■ **PASAJE**
______________________________

Aunque nunca se han visto, ni el uno sabe del otro, encuentro que el médico de Cereté coincide plenamente con los escritos que ha puesto a circular por internet el novelista colombiano Felipe Priast, residente en Estados Unidos.
Sostiene Priast que, entre optimistas y pesimistas, el coronavirus ha originado una tercera franja de opinión. “Son los que podríamos llamar realistas. Ellos creen que los hombres no se han vuelto buenos de repente, sino por su propio interés. Los seres humanos pueden ser muy malos, pero no son tontos cuando está de por medio su propia supervivencia, como es el caso de esta pandemia”.
Uno puede compartir o no lo que sostienen personas como el médico y el escritor, pero no se puede negar que sus argumentos son bien originales. Podríamos llamarlo ‘optimismo interesado’ o ‘el optimismo oportunista’.

Encerrados en Venezuela

Mientras avanzo en esta crónica, me llega un mensaje urgente por el correo electrónico. Viene de la provincia de Aragua, en Venezuela, y lo firma Katherin Cogollo Mancilla, una doctora colombiana que trabaja como médica general en Medellín.
Resulta que, a mediados de marzo, pocos días antes de que empezara la cuarentena en Colombia, ella tuvo que viajar a Venezuela para asistir al sepelio de una prima suya.
Allá estaba cuando fue sorprendida por el cierre de la frontera. No ha podido volver, “y cada día el consulado de Colombia nos dice que debemos esperar porque la Cancillería no responde ni resuelve nada desde Bogotá”.

______________________________

■ **REGISTROS DE DATOS**
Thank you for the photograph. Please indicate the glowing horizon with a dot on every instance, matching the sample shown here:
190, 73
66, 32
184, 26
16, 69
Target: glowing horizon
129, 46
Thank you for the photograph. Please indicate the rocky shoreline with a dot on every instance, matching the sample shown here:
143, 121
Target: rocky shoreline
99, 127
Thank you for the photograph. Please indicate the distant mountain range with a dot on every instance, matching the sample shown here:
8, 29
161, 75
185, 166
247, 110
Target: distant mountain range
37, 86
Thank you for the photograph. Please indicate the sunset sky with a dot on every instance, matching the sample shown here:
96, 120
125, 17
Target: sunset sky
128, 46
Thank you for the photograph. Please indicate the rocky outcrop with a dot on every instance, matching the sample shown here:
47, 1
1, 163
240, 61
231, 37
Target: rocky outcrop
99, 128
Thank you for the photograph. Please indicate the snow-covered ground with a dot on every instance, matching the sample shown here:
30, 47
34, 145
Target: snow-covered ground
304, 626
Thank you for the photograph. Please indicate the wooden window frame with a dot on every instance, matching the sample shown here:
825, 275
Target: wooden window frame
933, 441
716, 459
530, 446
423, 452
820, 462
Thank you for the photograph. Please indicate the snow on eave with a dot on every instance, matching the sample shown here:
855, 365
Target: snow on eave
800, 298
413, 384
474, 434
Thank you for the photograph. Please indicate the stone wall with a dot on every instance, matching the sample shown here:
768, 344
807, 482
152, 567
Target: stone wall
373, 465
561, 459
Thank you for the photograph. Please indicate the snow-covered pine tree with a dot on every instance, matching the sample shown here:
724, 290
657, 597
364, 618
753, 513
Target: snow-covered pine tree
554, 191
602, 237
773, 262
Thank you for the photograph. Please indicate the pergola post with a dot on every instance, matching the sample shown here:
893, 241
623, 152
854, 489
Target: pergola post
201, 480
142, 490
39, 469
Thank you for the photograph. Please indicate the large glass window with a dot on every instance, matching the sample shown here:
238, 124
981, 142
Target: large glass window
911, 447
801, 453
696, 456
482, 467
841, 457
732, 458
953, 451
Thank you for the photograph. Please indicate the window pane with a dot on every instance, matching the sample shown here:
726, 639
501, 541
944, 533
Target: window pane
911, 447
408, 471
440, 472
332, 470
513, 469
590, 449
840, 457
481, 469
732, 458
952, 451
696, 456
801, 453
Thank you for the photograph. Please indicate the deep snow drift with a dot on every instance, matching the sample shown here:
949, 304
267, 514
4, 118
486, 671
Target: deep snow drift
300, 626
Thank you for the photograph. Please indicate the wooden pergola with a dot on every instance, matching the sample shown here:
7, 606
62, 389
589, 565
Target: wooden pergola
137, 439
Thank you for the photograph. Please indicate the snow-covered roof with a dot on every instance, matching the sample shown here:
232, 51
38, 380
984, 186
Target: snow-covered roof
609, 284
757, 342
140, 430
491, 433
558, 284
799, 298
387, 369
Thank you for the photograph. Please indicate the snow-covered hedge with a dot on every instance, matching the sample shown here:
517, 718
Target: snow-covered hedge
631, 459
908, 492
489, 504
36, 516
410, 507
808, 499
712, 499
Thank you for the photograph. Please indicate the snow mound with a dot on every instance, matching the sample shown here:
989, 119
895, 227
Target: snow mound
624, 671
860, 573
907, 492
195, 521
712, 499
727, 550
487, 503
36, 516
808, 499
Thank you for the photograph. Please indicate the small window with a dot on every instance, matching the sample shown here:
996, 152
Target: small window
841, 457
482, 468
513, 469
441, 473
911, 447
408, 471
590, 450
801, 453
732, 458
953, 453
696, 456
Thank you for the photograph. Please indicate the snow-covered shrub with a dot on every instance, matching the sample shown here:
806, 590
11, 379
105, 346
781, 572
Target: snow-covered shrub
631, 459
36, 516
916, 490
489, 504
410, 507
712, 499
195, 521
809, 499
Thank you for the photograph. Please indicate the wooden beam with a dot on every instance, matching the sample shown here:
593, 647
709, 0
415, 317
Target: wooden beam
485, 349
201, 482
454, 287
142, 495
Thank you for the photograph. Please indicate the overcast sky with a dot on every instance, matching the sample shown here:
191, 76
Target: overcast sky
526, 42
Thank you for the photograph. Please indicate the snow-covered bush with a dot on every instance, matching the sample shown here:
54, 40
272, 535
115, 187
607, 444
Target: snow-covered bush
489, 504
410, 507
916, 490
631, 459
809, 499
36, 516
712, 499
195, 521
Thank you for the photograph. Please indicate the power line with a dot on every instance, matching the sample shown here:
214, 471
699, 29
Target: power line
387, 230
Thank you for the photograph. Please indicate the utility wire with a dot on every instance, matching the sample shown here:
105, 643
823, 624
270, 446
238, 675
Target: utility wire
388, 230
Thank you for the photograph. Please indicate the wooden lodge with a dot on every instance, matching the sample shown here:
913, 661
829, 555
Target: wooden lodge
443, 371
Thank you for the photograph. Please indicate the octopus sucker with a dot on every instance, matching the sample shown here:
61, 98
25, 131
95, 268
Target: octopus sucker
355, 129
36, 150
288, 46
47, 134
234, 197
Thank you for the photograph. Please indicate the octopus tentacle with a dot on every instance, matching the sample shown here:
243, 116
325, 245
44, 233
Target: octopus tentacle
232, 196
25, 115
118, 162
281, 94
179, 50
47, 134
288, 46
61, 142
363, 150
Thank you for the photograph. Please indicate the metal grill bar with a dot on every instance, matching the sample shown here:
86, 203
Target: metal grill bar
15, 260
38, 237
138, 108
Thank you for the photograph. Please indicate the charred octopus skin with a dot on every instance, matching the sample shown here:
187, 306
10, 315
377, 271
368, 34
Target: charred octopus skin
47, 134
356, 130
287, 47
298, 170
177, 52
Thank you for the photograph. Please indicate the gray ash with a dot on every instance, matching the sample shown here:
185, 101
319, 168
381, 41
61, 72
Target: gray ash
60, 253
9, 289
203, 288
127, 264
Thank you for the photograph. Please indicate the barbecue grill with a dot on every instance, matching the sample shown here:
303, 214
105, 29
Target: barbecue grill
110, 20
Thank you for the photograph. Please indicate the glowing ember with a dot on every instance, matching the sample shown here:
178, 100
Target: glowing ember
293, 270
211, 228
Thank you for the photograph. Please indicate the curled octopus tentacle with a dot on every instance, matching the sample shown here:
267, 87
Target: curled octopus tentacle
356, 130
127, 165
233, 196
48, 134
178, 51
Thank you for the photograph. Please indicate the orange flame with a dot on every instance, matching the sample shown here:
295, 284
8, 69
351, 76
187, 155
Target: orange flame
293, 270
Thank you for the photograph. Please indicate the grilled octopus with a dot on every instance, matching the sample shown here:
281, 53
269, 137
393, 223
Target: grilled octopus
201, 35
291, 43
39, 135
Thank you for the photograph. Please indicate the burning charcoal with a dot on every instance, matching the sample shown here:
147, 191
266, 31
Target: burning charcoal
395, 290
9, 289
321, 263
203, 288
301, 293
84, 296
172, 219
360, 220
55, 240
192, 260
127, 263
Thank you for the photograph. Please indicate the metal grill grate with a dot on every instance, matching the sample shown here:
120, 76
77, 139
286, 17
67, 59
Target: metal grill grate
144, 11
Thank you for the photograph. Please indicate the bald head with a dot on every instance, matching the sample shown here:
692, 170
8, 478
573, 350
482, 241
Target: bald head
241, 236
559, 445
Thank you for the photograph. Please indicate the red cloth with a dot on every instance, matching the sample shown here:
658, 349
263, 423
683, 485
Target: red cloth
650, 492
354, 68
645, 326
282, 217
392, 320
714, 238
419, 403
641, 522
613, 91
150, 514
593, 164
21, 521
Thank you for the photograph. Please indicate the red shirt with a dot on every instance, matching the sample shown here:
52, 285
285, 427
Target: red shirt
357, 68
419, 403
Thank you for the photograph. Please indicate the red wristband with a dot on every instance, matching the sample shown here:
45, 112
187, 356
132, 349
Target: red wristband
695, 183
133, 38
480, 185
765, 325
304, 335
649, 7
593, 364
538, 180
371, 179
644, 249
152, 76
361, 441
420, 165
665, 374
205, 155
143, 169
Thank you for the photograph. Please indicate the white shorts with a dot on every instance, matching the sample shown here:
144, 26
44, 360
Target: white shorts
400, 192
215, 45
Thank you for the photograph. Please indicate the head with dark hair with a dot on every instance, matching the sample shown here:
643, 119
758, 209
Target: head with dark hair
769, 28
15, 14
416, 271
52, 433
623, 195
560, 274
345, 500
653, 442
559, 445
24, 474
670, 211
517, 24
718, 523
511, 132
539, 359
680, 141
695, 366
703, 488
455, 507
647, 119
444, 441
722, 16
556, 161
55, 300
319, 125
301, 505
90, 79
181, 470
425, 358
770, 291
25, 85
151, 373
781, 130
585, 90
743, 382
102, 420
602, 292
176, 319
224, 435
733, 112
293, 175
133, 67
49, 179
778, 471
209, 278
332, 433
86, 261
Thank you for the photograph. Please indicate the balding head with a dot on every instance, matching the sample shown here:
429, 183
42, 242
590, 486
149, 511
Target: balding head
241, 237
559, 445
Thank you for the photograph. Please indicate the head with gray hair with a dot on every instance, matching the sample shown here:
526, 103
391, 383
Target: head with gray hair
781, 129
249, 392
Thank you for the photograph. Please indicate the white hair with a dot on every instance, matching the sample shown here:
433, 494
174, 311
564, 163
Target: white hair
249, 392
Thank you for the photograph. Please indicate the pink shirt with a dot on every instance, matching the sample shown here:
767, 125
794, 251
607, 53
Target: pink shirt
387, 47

______________________________

■ **INSTRUCCIONES**
1 > Indica si cada afirmación concuerda con el pasaje y respalda tu respuesta con las palabras exactas del texto que lo deciden. (a) Felipe Priast vive en Estados Unidos. (b) El médico de Cereté y Priast se conocen personalmente. (c) Katherin Cogollo Mancilla viajó a Venezuela para el sepelio de un hermano.
2 > Cita textualmente el fragmento del pasaje que empieza con "Sostiene Priast que, entre" y sigue hasta "general en Medellín.".

■ **RESPUESTAS POR ÍTEM**
1 >
(a) Sí: «residente en Estados Unidos».
(b) No: «Aunque nunca se han visto, ni el uno sabe del otro».
(c) No: «para asistir al sepelio de una prima suya».

2 >
Sostiene Priast que, entre optimistas y pesimistas, el coronavirus ha originado una tercera franja de opinión. “Son los que podríamos llamar realistas. Ellos creen que los hombres no se han vuelto buenos de repente, sino por su propio interés. Los seres humanos pueden ser muy malos, pero no son tontos cuando está de por medio su propia supervivencia, como es el caso de esta pandemia”.
Uno puede compartir o no lo que sostienen personas como el médico y el escritor, pero no se puede negar que sus argumentos son bien originales. Podríamos llamarlo ‘optimismo interesado’ o ‘el optimismo oportunista’.

Encerrados en Venezuela

Mientras avanzo en esta crónica, me llega un mensaje urgente por el correo electrónico. Viene de la provincia de Aragua, en Venezuela, y lo firma Katherin Cogollo Mancilla, una doctora colombiana que trabaja como médica general en Medellín.